- Supplied text:
## start

Puppet: System Administration Automated

Reification in Puppet


It's apparently Ruby day in Puppetton (as in, Puppet + Hobbiton, or something like that). I've been trying to add more Ruby blogs to my blogroll, and I guess they're starting to succeed.

Piers Cawley has a post about reification:

However, in OO circles (or maybe just in my head), reification is a good thing. Its the process of taking something abstract and turning it into a real object. Usually, the word gets used for big things like turning an intractable method into an object as a step on the way to refactoring that method. I tend to use it in a slightly broader sense. For me, reification is the process of turning something (a method or a data structure usually) into a full blown object with its own behaviour.

This is something I've only recently started thinking about as a concrete process. I learned to program (according to most definitions) in the perl world, and I relied ridiculously heavily on hashes as my mechanism for managing all of my data. Even when you go OO in perl, you're still relying on hashes, so there isn't as much impetus to reify as you might find in Ruby.

That reliance on hashes has stuck with me over the years, and I'm only just starting to get over it. A heckuva lot of parts of Puppet have been modeled as hashes long past their useful lifetimes, and even when I correctly use a separate class to model something, I'll often stupidly avoid differentiating two uses of a class until it's so painful I can't deny it any longer.

Probably the biggest example of this is that I did not have a parser-specific resource class until relatively recently (sometime in 2007, anyway, I think). Before it existed, I was using the same Hash-like class I use for transferring configurations over the wire. Hey, it existed, it stores parameters, yay. The problem is that the two classes share almost no other functionality. Parser resources have tons of special behaviour -- they get to determine whether a class can override a given parameter, they have to add default values, they can be exported or virtual, and they can model types that are defined in the parser, as opposed to only types built into the RAL.

When I finally couldn't take the pain any more, I created a simple parser resource class. Then, before I knew it, I moved tons of code into that class, and all of the parser structural classes -- mainly the parser, the interpreter, and the scope classes, at the time -- became much easier.

## end

- Job A:
For each statement, answer yes or no based on the Puppet reification post, and quote the words that decide it.
(i) The author learned to program in the Ruby world.
(ii) Parser resources can be exported or virtual.
(iii) Before the parser resource class existed, the author used the same class that carries configurations over the wire.
- Job B: List every special behavior of parser resources that the Puppet reification post names.
The listing that follows comes from a different source than the text above it.

- Dataset excerpts:

## start

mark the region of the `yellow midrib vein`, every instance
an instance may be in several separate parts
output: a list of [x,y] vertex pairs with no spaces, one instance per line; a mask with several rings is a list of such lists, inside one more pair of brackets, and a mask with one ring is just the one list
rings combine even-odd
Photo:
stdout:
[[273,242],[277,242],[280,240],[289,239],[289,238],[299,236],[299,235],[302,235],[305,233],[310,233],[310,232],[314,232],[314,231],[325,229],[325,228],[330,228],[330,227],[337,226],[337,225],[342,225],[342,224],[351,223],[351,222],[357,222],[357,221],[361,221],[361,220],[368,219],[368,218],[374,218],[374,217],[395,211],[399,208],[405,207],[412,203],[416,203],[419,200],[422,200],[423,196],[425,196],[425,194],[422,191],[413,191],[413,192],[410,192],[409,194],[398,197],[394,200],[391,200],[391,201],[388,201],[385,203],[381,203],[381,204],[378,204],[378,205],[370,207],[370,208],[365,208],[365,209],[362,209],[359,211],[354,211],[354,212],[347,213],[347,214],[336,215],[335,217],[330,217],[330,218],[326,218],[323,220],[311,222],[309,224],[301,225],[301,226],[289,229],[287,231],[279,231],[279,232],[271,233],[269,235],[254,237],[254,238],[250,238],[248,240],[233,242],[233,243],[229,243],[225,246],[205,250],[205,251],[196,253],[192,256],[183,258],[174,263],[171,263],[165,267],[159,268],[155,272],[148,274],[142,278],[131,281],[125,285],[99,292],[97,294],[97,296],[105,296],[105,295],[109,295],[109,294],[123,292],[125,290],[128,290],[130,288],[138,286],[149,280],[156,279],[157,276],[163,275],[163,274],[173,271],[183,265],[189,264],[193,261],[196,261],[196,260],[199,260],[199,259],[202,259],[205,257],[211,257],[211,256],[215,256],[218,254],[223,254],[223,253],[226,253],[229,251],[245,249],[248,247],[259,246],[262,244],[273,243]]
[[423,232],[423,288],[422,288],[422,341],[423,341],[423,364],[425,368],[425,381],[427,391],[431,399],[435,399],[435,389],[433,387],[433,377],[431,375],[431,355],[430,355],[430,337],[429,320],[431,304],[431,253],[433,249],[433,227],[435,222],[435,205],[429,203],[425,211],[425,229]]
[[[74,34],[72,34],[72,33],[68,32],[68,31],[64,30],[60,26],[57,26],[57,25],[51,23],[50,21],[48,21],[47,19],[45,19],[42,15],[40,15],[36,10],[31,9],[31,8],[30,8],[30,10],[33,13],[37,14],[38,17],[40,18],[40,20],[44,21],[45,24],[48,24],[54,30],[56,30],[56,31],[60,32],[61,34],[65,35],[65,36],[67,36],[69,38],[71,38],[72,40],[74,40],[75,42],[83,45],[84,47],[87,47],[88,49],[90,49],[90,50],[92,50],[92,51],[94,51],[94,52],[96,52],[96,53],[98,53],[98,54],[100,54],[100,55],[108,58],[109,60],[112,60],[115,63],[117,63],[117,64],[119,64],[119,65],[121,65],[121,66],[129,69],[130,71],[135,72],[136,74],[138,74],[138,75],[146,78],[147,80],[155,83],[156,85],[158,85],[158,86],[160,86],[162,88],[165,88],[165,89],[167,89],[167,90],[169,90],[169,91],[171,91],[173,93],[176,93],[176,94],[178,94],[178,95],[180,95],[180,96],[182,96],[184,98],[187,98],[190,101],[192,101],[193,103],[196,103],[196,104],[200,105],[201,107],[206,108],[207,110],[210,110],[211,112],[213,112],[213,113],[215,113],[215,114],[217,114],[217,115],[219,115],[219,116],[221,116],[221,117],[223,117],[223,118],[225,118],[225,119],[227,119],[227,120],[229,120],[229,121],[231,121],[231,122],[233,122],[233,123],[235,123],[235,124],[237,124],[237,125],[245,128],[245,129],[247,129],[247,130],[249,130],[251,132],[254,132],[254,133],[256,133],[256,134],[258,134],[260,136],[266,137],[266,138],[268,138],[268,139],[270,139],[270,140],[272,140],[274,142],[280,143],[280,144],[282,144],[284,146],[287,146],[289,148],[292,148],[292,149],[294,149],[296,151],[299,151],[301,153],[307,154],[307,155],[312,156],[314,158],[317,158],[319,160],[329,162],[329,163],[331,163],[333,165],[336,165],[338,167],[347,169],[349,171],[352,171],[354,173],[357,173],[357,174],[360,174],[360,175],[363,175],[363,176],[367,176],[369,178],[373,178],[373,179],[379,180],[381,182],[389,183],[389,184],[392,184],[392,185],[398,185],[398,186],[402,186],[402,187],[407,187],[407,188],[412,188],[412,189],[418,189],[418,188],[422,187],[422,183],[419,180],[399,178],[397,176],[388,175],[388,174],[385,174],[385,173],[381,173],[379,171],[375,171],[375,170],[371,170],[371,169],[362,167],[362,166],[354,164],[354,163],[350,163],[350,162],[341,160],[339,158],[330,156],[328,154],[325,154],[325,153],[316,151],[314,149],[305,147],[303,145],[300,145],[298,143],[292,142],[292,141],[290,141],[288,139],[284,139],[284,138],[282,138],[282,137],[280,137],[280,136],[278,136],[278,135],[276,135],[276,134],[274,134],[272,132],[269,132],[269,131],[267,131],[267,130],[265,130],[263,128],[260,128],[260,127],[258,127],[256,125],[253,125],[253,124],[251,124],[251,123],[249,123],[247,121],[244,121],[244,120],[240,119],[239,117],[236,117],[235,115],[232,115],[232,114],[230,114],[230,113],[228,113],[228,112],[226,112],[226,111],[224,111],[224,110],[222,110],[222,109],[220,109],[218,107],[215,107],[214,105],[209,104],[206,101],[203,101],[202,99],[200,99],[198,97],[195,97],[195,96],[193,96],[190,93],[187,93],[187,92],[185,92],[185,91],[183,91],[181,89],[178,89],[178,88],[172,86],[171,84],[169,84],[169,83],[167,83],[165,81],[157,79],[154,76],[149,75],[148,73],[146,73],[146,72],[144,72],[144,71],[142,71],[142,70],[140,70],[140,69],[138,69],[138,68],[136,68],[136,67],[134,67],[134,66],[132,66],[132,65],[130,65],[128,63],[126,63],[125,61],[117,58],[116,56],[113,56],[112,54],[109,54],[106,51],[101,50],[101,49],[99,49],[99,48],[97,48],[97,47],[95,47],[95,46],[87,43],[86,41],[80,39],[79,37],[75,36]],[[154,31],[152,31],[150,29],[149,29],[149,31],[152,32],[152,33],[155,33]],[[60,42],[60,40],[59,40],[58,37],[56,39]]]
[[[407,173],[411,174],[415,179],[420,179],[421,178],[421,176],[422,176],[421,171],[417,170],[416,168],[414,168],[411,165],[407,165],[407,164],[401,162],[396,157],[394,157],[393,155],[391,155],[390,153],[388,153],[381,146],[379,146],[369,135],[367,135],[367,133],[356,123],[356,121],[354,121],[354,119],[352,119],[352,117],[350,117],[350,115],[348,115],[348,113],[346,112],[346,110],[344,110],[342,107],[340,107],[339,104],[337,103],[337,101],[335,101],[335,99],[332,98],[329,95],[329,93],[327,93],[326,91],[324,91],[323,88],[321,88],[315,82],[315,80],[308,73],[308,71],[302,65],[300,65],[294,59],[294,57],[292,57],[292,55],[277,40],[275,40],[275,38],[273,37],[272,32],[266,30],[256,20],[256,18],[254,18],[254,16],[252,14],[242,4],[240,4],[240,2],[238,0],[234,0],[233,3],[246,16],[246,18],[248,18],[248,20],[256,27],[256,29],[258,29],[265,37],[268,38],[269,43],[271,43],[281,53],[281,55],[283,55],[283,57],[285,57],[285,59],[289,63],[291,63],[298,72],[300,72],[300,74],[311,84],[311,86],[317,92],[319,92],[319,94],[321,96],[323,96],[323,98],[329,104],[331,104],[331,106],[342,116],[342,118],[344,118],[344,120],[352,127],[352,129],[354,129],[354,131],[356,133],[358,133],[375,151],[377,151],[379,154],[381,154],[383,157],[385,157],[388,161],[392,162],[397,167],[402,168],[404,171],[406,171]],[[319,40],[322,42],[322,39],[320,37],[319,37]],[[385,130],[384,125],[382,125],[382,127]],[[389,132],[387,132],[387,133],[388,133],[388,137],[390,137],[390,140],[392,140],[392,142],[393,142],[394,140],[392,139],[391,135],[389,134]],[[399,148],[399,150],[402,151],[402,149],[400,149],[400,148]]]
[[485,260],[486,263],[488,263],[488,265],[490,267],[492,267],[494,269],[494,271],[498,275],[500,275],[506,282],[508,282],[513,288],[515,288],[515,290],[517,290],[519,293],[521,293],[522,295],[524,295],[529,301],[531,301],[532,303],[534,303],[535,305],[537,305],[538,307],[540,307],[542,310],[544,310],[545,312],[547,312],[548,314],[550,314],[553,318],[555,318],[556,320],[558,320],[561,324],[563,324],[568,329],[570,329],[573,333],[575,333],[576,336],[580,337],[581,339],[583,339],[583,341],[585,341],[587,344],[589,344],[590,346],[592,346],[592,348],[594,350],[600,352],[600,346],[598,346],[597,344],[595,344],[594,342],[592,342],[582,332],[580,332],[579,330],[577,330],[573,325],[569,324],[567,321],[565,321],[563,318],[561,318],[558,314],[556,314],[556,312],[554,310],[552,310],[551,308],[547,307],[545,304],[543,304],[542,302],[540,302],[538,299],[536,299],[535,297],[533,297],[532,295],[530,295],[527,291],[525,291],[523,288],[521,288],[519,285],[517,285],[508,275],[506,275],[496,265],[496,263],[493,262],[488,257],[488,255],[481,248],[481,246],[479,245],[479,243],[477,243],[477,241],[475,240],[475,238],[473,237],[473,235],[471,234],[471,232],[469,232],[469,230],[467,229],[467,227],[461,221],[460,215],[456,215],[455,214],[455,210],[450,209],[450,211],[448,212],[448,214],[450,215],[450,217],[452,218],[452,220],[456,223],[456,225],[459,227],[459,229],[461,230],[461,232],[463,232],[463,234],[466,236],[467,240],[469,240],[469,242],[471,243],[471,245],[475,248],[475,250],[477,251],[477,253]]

## end

- Finished answer A:
(i) No: "I learned to program (according to most definitions) in the perl world"
(ii) Yes: "they can be exported or virtual"
(iii) Yes: "I was using the same Hash-like class I use for transferring configurations over the wire."

- Finished answer B:
- They determine whether a class can override a given parameter.
- They have to add default values.
- They can be exported or virtual.
- They can model types that are defined in the parser, not only types built into the RAL.